Facile Synthesis of SiO(2)@C Nanoparticles Anchored on MWNT as High-Performance Anode Materials for Li-ion Batteries

Carbon-coated silica nanoparticles anchored on multi-walled carbon nanotubes (SiO(2)@C/MWNT composite) were synthesized via a simple and facile sol-gel method followed by heat treatment. Scanning and transmission electron microscopy (SEM and TEM) studies confirmed densely anchoring the carbon-coated SiO(2) nanoparticles onto a flexible MWNT conductive network, which facilitated fast electron and lithium-ion transport and improved structural stability of the composite. As prepared, ternary composite anode showed superior cyclability and rate capability compared to a carbon-coated silica counterpart without MWNT (SiO(2)@C). The SiO(2)@C/MWNT composite exhibited a high reversible discharge capacity of 744 mAh g(−1) at the second discharge cycle conducted at a current density of 100 mA g(−1) as well as an excellent rate capability, delivering a capacity of 475 mAh g(−1) even at 1000 mA g(−1). This enhanced electrochemical performance of SiO(2)@C/MWNT ternary composite anode was associated with its unique core-shell and networking structure and a strong mutual synergistic effect among the individual components.

Provided information
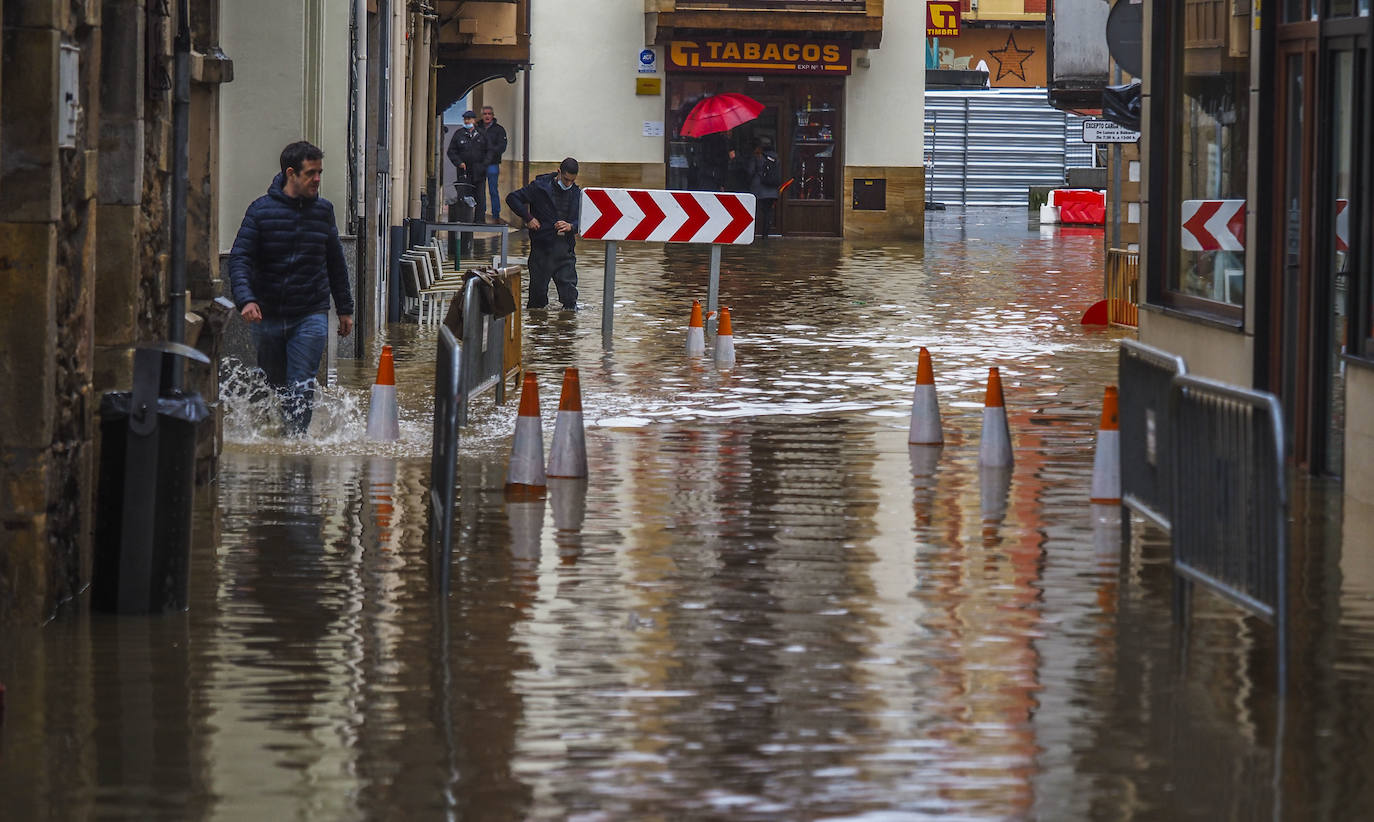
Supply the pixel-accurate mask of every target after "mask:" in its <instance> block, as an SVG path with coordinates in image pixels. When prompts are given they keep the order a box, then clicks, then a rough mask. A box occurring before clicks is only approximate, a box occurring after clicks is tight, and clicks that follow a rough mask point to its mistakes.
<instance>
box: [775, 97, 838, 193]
mask: <svg viewBox="0 0 1374 822" xmlns="http://www.w3.org/2000/svg"><path fill="white" fill-rule="evenodd" d="M829 91H830V89H824V88H802V89H798V93H797V98H796V104H797V110H796V111H794V117H796V125H794V128H793V132H791V133H793V137H791V143H793V146H791V177H793V180H794V183H793V184H791V186H789V187H787V191H786V192H785V194H786V197H787V198H789V199H809V201H833V199H835V177H838V176H840V166H838V165H837V164H835V135H837V133H838V131H840V120H838V114H840V106H838V104H837V102H838V100H834V99H831V98H830V95H829V93H827V92H829Z"/></svg>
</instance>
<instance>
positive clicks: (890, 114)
mask: <svg viewBox="0 0 1374 822" xmlns="http://www.w3.org/2000/svg"><path fill="white" fill-rule="evenodd" d="M925 55H926V4H925V1H923V0H899V1H897V3H893V1H892V0H889V1H888V3H885V4H883V15H882V47H881V48H872V49H868V60H870V66H868V67H867V69H863V67H860V66H859V65H855V66H853V73H852V74H851V76H849V82H848V84H846V87H845V107H846V113H845V165H879V166H918V165H922V164H923V161H925V159H923V154H925V95H926V59H925Z"/></svg>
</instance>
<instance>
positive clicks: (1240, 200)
mask: <svg viewBox="0 0 1374 822" xmlns="http://www.w3.org/2000/svg"><path fill="white" fill-rule="evenodd" d="M1180 239H1182V241H1183V250H1184V252H1243V250H1245V201H1243V199H1184V201H1183V231H1182V234H1180Z"/></svg>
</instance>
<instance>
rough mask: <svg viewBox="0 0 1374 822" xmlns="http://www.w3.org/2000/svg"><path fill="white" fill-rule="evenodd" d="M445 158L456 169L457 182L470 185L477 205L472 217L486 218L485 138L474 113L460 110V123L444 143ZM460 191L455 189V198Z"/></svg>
mask: <svg viewBox="0 0 1374 822" xmlns="http://www.w3.org/2000/svg"><path fill="white" fill-rule="evenodd" d="M448 159H449V162H452V164H453V168H456V169H458V181H459V183H471V184H473V199H475V201H477V208H475V209H474V210H473V220H475V221H477V223H485V221H486V137H484V136H482V132H481V131H480V129H478V128H477V113H475V111H473V110H467V111H463V126H462V128H459V129H458V133H456V135H453V137H452V139H451V140H449V142H448ZM462 195H463V194H462V192H459V197H462Z"/></svg>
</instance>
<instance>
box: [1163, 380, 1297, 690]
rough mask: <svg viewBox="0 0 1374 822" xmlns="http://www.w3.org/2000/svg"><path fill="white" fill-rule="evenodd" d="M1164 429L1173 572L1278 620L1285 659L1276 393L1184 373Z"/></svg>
mask: <svg viewBox="0 0 1374 822" xmlns="http://www.w3.org/2000/svg"><path fill="white" fill-rule="evenodd" d="M1169 429H1172V430H1171V437H1172V452H1173V482H1172V487H1173V488H1172V491H1173V493H1172V498H1173V503H1172V511H1171V513H1172V520H1173V528H1172V542H1173V569H1175V572H1176V573H1179V575H1182V576H1184V577H1187V579H1190V580H1193V581H1200V583H1204V584H1206V586H1208V587H1209V588H1212V590H1215V591H1216V592H1219V594H1221V595H1223V597H1226V598H1228V599H1231V601H1234V602H1235V603H1238V605H1241V606H1242V608H1246V609H1249V610H1250V612H1253V613H1256V614H1259V616H1261V617H1264V619H1267V620H1271V621H1272V623H1275V625H1276V628H1278V632H1279V649H1281V660H1282V656H1283V654H1282V650H1283V645H1285V627H1286V625H1285V623H1286V613H1285V612H1286V594H1287V591H1286V586H1285V579H1286V576H1287V502H1289V500H1287V477H1286V469H1285V456H1283V418H1282V412H1281V411H1279V403H1278V399H1276V397H1275V396H1274V395H1268V393H1263V392H1256V390H1250V389H1245V388H1238V386H1234V385H1227V384H1224V382H1217V381H1215V379H1205V378H1202V377H1191V375H1186V374H1184V375H1180V377H1175V378H1173V386H1172V390H1171V395H1169ZM1281 664H1282V661H1281Z"/></svg>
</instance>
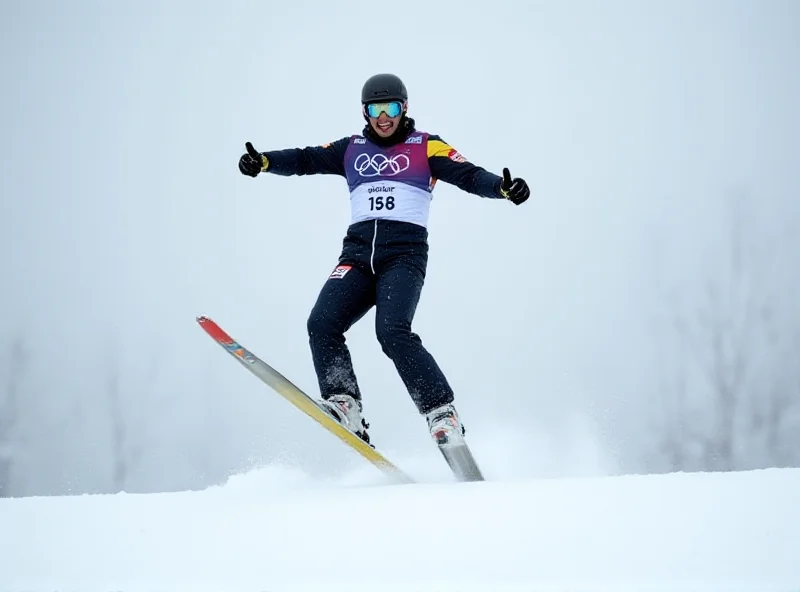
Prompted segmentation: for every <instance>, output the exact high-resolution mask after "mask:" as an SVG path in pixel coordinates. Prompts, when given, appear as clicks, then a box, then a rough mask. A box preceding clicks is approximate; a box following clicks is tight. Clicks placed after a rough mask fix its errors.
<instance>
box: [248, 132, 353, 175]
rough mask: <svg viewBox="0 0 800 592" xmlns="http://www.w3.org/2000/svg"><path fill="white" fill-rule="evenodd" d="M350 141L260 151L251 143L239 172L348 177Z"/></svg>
mask: <svg viewBox="0 0 800 592" xmlns="http://www.w3.org/2000/svg"><path fill="white" fill-rule="evenodd" d="M349 141H350V140H349V138H342V139H340V140H336V141H335V142H332V143H330V144H324V145H322V146H307V147H306V148H286V149H284V150H270V151H267V152H258V151H257V150H256V149H255V148H253V145H252V144H250V143H249V142H248V143H247V144H246V147H247V153H246V154H243V155H242V157H241V159H239V170H240V171H241V172H242V174H244V175H249V176H251V177H255V176H256V175H258V174H259V173H273V174H275V175H281V176H284V177H288V176H291V175H342V176H344V174H345V173H344V153H345V150H347V144H348V143H349Z"/></svg>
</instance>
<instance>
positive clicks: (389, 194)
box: [350, 180, 432, 228]
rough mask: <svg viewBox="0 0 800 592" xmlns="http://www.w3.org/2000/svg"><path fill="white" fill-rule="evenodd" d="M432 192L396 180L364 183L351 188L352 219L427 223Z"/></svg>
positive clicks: (429, 213) (378, 181)
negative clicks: (379, 219)
mask: <svg viewBox="0 0 800 592" xmlns="http://www.w3.org/2000/svg"><path fill="white" fill-rule="evenodd" d="M431 198H432V197H431V193H430V192H428V191H425V190H423V189H419V188H418V187H414V186H413V185H408V184H406V183H398V182H397V181H388V180H381V181H374V182H372V183H362V184H361V185H359V186H358V187H356V188H355V189H354V190H353V191H351V192H350V223H351V224H355V223H356V222H363V221H364V220H374V219H375V218H380V219H382V220H398V221H402V222H411V223H412V224H417V225H419V226H424V227H425V228H427V227H428V216H429V214H430V209H431Z"/></svg>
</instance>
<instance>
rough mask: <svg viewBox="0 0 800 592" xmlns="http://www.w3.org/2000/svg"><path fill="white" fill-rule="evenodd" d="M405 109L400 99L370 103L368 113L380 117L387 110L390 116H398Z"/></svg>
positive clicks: (367, 112) (387, 114) (390, 116)
mask: <svg viewBox="0 0 800 592" xmlns="http://www.w3.org/2000/svg"><path fill="white" fill-rule="evenodd" d="M402 111H403V104H402V103H401V102H400V101H392V102H391V103H370V104H368V105H367V115H369V116H370V117H375V118H377V117H380V115H381V113H382V112H386V115H388V116H389V117H397V116H398V115H400V113H401V112H402Z"/></svg>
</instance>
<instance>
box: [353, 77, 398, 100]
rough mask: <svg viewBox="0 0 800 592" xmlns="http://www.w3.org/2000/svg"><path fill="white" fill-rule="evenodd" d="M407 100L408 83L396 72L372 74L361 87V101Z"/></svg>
mask: <svg viewBox="0 0 800 592" xmlns="http://www.w3.org/2000/svg"><path fill="white" fill-rule="evenodd" d="M392 100H395V101H403V102H405V101H407V100H408V91H407V90H406V85H405V84H403V81H402V80H400V78H398V77H397V76H395V75H394V74H375V76H371V77H370V78H369V79H368V80H367V81H366V82H365V83H364V87H363V88H362V89H361V102H362V103H372V102H374V101H392Z"/></svg>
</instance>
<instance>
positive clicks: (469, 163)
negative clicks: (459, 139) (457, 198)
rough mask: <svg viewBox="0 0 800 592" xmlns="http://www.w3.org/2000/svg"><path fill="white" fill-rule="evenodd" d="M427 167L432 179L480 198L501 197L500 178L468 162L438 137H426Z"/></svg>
mask: <svg viewBox="0 0 800 592" xmlns="http://www.w3.org/2000/svg"><path fill="white" fill-rule="evenodd" d="M428 165H429V166H430V169H431V175H433V177H434V179H441V180H442V181H444V182H445V183H450V184H451V185H455V186H456V187H458V188H459V189H461V190H463V191H466V192H467V193H472V194H474V195H479V196H481V197H488V198H490V199H502V197H503V196H502V195H501V193H500V183H502V181H503V179H502V177H500V176H498V175H495V174H494V173H490V172H489V171H487V170H485V169H483V168H481V167H479V166H477V165H475V164H473V163H471V162H469V161H468V160H467V159H465V158H464V157H463V156H462V155H461V154H459V152H458V150H456V149H455V148H453V147H452V146H450V144H448V143H447V142H445V141H444V140H442V139H441V138H440V137H439V136H434V135H430V136H428Z"/></svg>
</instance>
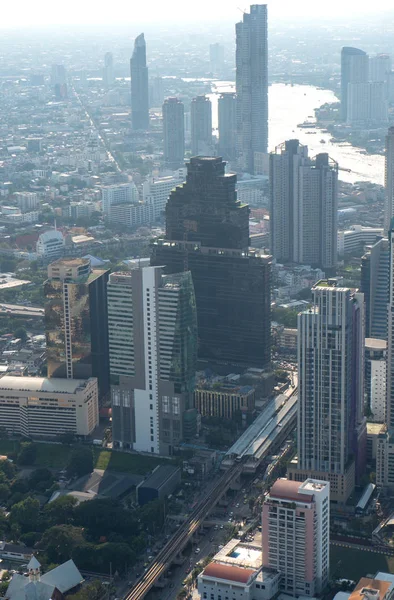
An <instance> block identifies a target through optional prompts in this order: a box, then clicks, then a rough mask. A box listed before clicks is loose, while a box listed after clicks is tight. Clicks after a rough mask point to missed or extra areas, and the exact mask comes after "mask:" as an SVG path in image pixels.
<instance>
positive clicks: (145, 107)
mask: <svg viewBox="0 0 394 600" xmlns="http://www.w3.org/2000/svg"><path fill="white" fill-rule="evenodd" d="M130 76H131V125H132V128H133V129H134V130H138V129H149V84H148V67H147V66H146V44H145V38H144V34H143V33H141V34H140V35H139V36H138V37H136V38H135V42H134V51H133V55H132V57H131V59H130Z"/></svg>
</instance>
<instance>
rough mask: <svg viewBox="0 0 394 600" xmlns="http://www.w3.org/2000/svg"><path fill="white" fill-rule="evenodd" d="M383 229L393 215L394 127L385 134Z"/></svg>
mask: <svg viewBox="0 0 394 600" xmlns="http://www.w3.org/2000/svg"><path fill="white" fill-rule="evenodd" d="M384 186H385V207H384V231H385V232H386V233H387V232H388V231H389V229H390V226H391V219H392V218H393V217H394V127H390V129H389V130H388V133H387V136H386V160H385V177H384Z"/></svg>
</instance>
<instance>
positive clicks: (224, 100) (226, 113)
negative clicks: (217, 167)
mask: <svg viewBox="0 0 394 600" xmlns="http://www.w3.org/2000/svg"><path fill="white" fill-rule="evenodd" d="M218 118H219V148H218V150H219V156H221V157H222V158H224V160H229V161H233V160H234V159H235V156H236V148H237V97H236V95H235V94H234V93H226V94H221V95H220V98H219V101H218Z"/></svg>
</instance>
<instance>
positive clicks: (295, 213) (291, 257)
mask: <svg viewBox="0 0 394 600" xmlns="http://www.w3.org/2000/svg"><path fill="white" fill-rule="evenodd" d="M337 210H338V165H337V163H336V162H335V161H333V160H331V159H330V158H329V156H328V154H318V155H317V156H316V157H315V158H314V159H310V158H309V157H308V148H307V146H302V145H301V144H300V143H299V141H298V140H288V141H287V142H285V143H284V144H282V145H281V146H279V147H278V148H277V149H276V151H275V152H273V153H272V154H271V155H270V226H271V249H272V254H273V256H274V257H275V258H276V259H277V260H278V261H279V262H295V263H299V264H309V265H314V266H317V267H320V268H321V269H332V268H334V267H335V266H336V264H337V229H338V228H337Z"/></svg>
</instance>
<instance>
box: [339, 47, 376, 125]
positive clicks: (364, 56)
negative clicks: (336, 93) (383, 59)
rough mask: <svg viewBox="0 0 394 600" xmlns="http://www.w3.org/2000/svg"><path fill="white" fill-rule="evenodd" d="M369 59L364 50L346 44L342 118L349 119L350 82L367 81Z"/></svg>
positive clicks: (341, 57)
mask: <svg viewBox="0 0 394 600" xmlns="http://www.w3.org/2000/svg"><path fill="white" fill-rule="evenodd" d="M368 79H369V59H368V54H367V53H366V52H364V50H359V49H358V48H352V47H349V46H344V47H343V48H342V52H341V118H342V121H346V120H347V116H348V93H349V88H348V86H349V83H367V82H368Z"/></svg>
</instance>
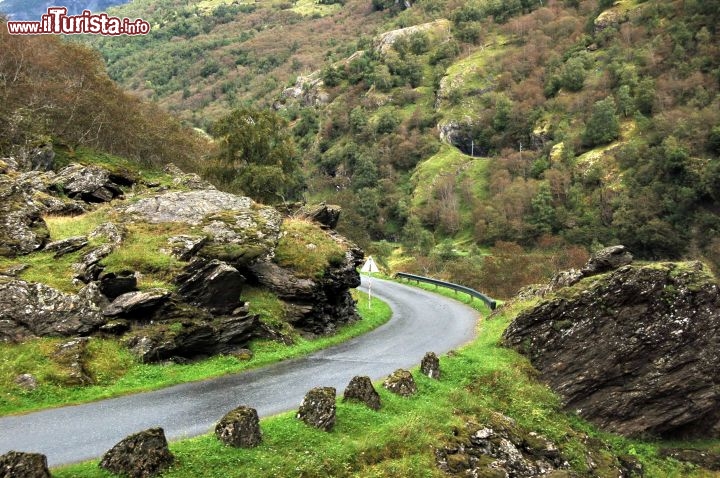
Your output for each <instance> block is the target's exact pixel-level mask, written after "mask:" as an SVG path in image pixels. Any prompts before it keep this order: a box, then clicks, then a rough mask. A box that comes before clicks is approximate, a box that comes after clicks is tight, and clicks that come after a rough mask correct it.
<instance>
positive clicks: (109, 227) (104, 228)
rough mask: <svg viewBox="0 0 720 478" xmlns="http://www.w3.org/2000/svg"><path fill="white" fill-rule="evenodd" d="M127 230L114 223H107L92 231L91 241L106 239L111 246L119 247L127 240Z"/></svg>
mask: <svg viewBox="0 0 720 478" xmlns="http://www.w3.org/2000/svg"><path fill="white" fill-rule="evenodd" d="M125 234H126V231H125V228H124V227H122V226H118V225H117V224H115V223H112V222H105V223H103V224H100V225H99V226H98V227H96V228H95V229H93V230H92V232H91V233H90V234H89V235H88V238H90V239H105V240H106V241H108V242H109V243H110V244H115V245H119V244H121V243H122V241H123V239H124V238H125Z"/></svg>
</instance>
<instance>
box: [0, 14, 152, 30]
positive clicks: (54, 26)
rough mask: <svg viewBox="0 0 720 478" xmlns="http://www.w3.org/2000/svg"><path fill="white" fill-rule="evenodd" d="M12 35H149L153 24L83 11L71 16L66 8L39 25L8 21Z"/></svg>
mask: <svg viewBox="0 0 720 478" xmlns="http://www.w3.org/2000/svg"><path fill="white" fill-rule="evenodd" d="M7 26H8V33H10V34H11V35H76V34H90V35H107V36H116V35H147V34H148V33H149V32H150V24H149V23H148V22H146V21H145V20H141V19H137V20H130V19H127V18H118V17H111V16H108V14H107V13H99V14H93V13H91V12H90V11H89V10H84V11H83V12H82V13H81V14H80V15H68V14H67V8H65V7H50V8H48V12H47V14H45V15H43V16H42V17H41V19H40V21H39V22H28V21H25V22H20V21H8V22H7Z"/></svg>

To do
According to the text on the battery anode composite, what method was used to synthesize the SiO(2)@C/MWNT composite?

Your response
A simple and facile sol-gel method followed by heat treatment.